Tarefa proposta 1
No desabafo, quantos quilos a mais quem escreve sentiu carregar nos ombros ao ver a loja de maquiagens?
Tarefa proposta 2
Repita tudo do desabafo, desde "Pedi para que Deus" até "que combinava comigo.".

Página
┄┄┄┄┄┄┄┄┄┄
Esse não é um post tradicional da coluna Entre Nós.
É um desabafo.
Hoje pela manhã, quando acordei, me senti impotente, calada e extremamente fragilizada. Jurei para mim que finalmente escreveria sobre minha experiência abusiva. Que Deus me ajude a terminar.
Raramente a gente sabe que está em uma relação de abuso e, mesmo que meses tenham se passado desde que a minha se encerrou, algumas frases ainda ecoam dentro de mim:
Você foi para a aula de teatro com esse shorts?
Você não acha essa blusa muito apertada?
Você vai mesmo trabalhar de salto? Não acha que vai chamar muita atenção?
Olha, de verdade, eu não queria que você usasse regata. É muito aberta.
Se o vestido está curto? Não, para sair comigo tudo bem.
Não corte o cabelo. Eu gosto dele comprido.
Por que você quer fazer academia? Para usar aquelas roupas que marcam todo o corpo?
Não precisa emagrecer, eu gosto de você assim. De quem você quer chamar atenção?
Você não acha que esse batom destaca muito a sua boca?
Quando vi aquela loja de maquiagens, senti que carregava em meus ombros 390kg a mais. Dica número 1: nenhuma atitude de libertação de uma relação abusiva pode ser considerada frescura. NENHUMA!
Pedi para que Deus entrasse comigo.
– Por favor, Papai. Eu sei que preciso comprar esse batom, mas não consigo sozinha.
Ele me deu as mãos e eu entrei. Pedi para que a mulher que estava me atendendo testasse o batom vermelho que ela achava que combinava comigo.
Ela estranhou um pouco a minha reação.
– Está tudo bem, é que faz tempo que não uso. Acho que me desacostumei.
┄┄┄┄┄┄┄┄┄┄
Dados
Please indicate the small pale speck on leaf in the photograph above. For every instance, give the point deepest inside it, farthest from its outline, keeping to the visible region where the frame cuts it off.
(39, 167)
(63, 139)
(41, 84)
┄┄┄┄┄┄┄┄┄┄
Resposta completa 1
390kg a mais.

Resposta completa 2
Pedi para que Deus entrasse comigo.
– Por favor, Papai. Eu sei que preciso comprar esse batom, mas não consigo sozinha.
Ele me deu as mãos e eu entrei. Pedi para que a mulher que estava me atendendo testasse o batom vermelho que ela achava que combinava comigo.